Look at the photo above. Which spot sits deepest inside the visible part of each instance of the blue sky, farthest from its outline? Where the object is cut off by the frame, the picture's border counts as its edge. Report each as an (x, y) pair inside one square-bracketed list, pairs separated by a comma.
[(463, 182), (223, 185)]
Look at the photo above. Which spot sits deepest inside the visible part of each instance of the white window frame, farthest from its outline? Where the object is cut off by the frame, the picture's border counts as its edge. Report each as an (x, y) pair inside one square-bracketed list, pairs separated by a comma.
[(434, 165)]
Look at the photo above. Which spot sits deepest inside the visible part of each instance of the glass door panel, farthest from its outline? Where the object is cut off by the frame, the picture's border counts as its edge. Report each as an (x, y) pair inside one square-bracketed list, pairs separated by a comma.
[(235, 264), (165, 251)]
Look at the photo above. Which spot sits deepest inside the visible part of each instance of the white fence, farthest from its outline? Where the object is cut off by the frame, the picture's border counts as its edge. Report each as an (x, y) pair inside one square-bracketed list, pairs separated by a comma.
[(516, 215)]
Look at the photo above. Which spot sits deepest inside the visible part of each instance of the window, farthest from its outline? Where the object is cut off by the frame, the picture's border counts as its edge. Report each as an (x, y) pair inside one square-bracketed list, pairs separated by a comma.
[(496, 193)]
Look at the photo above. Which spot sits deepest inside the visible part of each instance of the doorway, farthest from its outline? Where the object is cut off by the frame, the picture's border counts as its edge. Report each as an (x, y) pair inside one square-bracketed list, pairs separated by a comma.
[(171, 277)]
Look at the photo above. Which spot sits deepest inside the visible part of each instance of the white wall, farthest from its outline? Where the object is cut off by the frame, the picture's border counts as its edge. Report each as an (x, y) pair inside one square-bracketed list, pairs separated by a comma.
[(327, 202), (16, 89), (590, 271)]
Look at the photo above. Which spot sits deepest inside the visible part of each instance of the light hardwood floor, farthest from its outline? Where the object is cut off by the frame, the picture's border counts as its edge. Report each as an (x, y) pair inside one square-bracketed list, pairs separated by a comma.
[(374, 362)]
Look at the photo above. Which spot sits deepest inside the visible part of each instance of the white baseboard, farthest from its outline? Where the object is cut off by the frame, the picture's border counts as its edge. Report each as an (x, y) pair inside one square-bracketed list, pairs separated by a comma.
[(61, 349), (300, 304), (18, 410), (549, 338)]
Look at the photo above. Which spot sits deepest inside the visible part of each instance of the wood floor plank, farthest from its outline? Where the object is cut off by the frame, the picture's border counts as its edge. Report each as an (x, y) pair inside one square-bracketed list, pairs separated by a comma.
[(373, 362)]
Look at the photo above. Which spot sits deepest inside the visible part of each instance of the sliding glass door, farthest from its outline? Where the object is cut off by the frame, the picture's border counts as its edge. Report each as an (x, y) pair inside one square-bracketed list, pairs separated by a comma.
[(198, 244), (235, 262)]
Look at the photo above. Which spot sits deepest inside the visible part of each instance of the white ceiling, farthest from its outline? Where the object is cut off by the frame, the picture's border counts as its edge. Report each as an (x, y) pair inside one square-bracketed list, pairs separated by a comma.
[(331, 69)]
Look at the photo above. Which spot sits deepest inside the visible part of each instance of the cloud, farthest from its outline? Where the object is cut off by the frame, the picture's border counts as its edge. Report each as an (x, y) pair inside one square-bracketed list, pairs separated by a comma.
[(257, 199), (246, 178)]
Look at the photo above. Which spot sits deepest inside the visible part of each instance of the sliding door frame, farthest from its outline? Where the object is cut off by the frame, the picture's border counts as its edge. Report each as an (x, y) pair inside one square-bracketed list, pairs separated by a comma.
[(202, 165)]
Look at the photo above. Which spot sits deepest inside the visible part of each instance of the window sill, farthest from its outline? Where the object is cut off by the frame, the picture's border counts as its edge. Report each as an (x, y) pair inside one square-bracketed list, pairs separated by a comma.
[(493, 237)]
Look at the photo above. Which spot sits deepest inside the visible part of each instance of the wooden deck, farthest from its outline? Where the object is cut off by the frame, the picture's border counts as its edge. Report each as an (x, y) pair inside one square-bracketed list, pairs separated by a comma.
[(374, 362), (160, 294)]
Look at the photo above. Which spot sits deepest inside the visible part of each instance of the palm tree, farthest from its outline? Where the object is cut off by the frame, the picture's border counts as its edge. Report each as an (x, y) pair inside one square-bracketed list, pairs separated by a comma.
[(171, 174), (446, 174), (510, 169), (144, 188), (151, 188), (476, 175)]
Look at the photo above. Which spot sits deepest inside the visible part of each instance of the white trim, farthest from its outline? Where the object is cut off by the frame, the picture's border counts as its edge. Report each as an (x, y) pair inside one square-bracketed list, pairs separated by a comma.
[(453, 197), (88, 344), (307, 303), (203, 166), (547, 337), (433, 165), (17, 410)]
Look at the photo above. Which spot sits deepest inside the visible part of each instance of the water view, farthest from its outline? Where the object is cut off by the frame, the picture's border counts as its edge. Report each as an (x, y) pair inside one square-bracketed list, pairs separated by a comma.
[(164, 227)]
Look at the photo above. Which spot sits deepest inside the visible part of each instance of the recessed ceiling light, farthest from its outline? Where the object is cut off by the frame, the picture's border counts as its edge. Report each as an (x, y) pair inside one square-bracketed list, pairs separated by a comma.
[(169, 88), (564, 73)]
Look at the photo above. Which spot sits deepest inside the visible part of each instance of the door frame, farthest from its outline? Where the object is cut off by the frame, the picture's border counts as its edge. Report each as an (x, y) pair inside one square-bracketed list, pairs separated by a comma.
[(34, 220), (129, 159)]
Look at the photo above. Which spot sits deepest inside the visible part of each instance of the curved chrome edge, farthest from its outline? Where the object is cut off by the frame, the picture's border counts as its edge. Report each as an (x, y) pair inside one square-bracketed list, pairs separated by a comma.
::::::
■ **Your task**:
Rewrite every one of the entries above with "farthest from its outline" switched to "farthest from its boundary", leaving everything else unchanged.

■ **Result of the exercise**:
Look at the photo above. Which spot sits deepest inside the visible part of each instance of the blue sky, farthest from its boundary? Where the object is cut off by the frame, the picture's border counts as its edge. Report each as an (x, y) pair inside one square-bracketed list, pairs separated by a comma.
[(463, 182), (223, 185)]
Look at the photo above. Which spot sits deepest inside the visible part of each instance of the white window frame, farthest from its boundary? Where the object is cut off by the frame, the picture's border counts as its edge. Report each as an (x, y) pair inside one square-bracketed list, pairs separated by a comma.
[(434, 165)]
Look at the photo above. Which spot sits deepest inside the visible part of each instance of the glass door panel, farthest from its boundary? Where the object is cut off by the frame, the picture's border counts as its edge. Report each as an (x, y) pair inside one square-bracketed list, pairs separated by a comma.
[(235, 264), (165, 251)]
Look at the photo above. Which spot sits deepest inside the visible part of each instance of the white fence, farthest from its boundary? Where the object is cut off by the frame, the picture's border counts as its edge. Report each as an (x, y) pair inside one square-bracketed list, pairs separated by a comma.
[(516, 215)]
Look at the photo above. Which spot sits deepest inside the visible part of each instance of the window, farthest from its boundary? Where the object is cut off by the frame, the picture's border counts as its edge. Report each as an (x, y) pair inside one square-bracketed list, pairs separated by a comma.
[(496, 193)]
Look at the photo above. Which spot sits deepest inside the visible part of each instance of the doorway, farthest from its boundary? Where the object is cut off by the frame, the picture's border counts as its edge. Report each as an (x, y) pair inside one square-bracketed list, pairs separated by a comma.
[(171, 277)]
Look at the photo above. Which spot sits deepest inside the visible part of each instance of the white wall, farthest from its boundary? Where the object is cut off by the frame, the picture's border counts as its edge. Report each as an (x, y) pair inside one square-bracketed list, pairs separated by a comma.
[(327, 202), (16, 89), (590, 271)]
Look at the photo above. Which spot sits deepest inside the visible part of each instance of the light hardwood floor, farthest from its boundary? Where the object is cut off by the frame, the picture's border counts as its edge. Report each as an (x, y) pair inside one square-bracketed list, pairs separated by a comma.
[(374, 362)]
Look at the photo above. Which spot sits deepest inside the visible part of each instance of the white baseboard, farthest from its boundary? Where the object is cut off by the frame, the picture's border counts as its edge. Report each as an (x, y) pair inside one square-bracketed list, pairs separated by a comma.
[(61, 349), (300, 304), (18, 410), (549, 338)]
Look at the photo above. Which spot sits deepest inside the visible part of each instance of the wood floor plank, farthest from its boundary? Where the object is cut off by the frame, the picture's border counts as its edge. Report each as an (x, y) pair inside one square-bracketed list, pairs separated by a comma.
[(373, 362)]
Look at the photo above. Which spot sits deepest inside the visible part of each instance of the sliding glass door, farthest from its boundary? Where the object is cut off by the frame, the picture's border counts as its edge. Report each as an (x, y) pair inside one square-bracketed list, pairs separated by a comma.
[(198, 244), (235, 262)]
Look at the photo above. Which spot sits deepest inside the visible part of each instance of the white ceiling, farthest from its boundary? Where the object is cut off by the frame, the picture's border counts as its edge. Report each as an (x, y) pair inside one square-bracketed list, pairs separated by a comma.
[(331, 69)]
Look at the photo above. Which spot sits deepest inside the visible part of each instance of the cloud, farthest from its boundary? Where the object is cut off by the frame, the picture's border counts as its edge. Report each as an (x, y) pair inside one square-bracketed list, pairs separated by a comma.
[(257, 199), (246, 178)]
Look at the photo above. Which spot sits deepest inside the visible part of each instance of the sliding door frame, farthest from its boundary? Where the object is cut off by the frame, the picture's border counts as its edge. Report each as an (x, y) pair inside one square-bracketed list, pairs separated by a comma.
[(202, 165)]
Look at the photo above. Which spot sits deepest inside the visible part of each instance of the window sill, farthest from its boundary? Where the object is cut off by the frame, the picture's border counts as its edge. Report each as an (x, y) pair inside one square-bracketed list, pairs separated by a comma.
[(493, 237)]
Look at the photo above. Which spot sits deepest inside the visible part of each instance of the wooden deck, farthest from its boundary? Where the object is cut off by the frame, the picture's border counts as its edge. Report each as an (x, y) pair inside one square-bracketed list, pairs separated by a comma.
[(374, 362), (160, 294)]
Look at the photo above. Which spot sits deepest inside the visible part of each instance of the palm tree, farthest from its boundary? Where the object is cut off by the frame, the picture's border counts as its edge. Report each as an (x, y) pair inside one square-bracketed list, pairs separated by a comma.
[(171, 174), (446, 174), (510, 169), (144, 188), (151, 188), (476, 175)]
Look at the photo above. Which spot sits deepest inside the visible part of each instance of the white trim, farthest from its boundary? Where the object is cut off by the frame, the picture's border counts as its edge. Report each as an (x, y) pair inside one square-bracketed list, pairs separated by a comma.
[(453, 197), (88, 344), (307, 303), (203, 166), (547, 337), (433, 165), (17, 410)]
Look at the photo above. Which spot sits deepest inside the visible part of each instance of the water view, farthest from its boundary? Where the object is cut off by the frame, the picture's border counts as its edge. Report each as an (x, y) pair inside one square-bracketed list, pairs separated by a comma.
[(164, 227)]
Look at the photo above. Which spot sits deepest inside the visible part of each instance of the recessed ceiling light, farthest from its boundary? Where the object is cut off by the frame, the picture's border counts as its edge. Report each as an (x, y) pair inside one square-bracketed list, pairs separated by a comma.
[(169, 88), (564, 73)]
Look at the photo above. Which spot sits deepest inside the visible part of each instance of the door frame, farthest from its boundary? Where the object is cut off by the frame, the picture's border counts as its edge. Report each as an (x, y) pair inside one square-bracketed list, pairs separated by a comma.
[(34, 220), (129, 159)]
Look at the photo above. Which spot sits deepest inside the visible part of each instance of the curved chrome edge, farthest from its boundary? Where the object is cut off by the frame, the picture's border counts as its edge. Report each as an (x, y) pair inside one square-bracketed list, pairs separated by a comma.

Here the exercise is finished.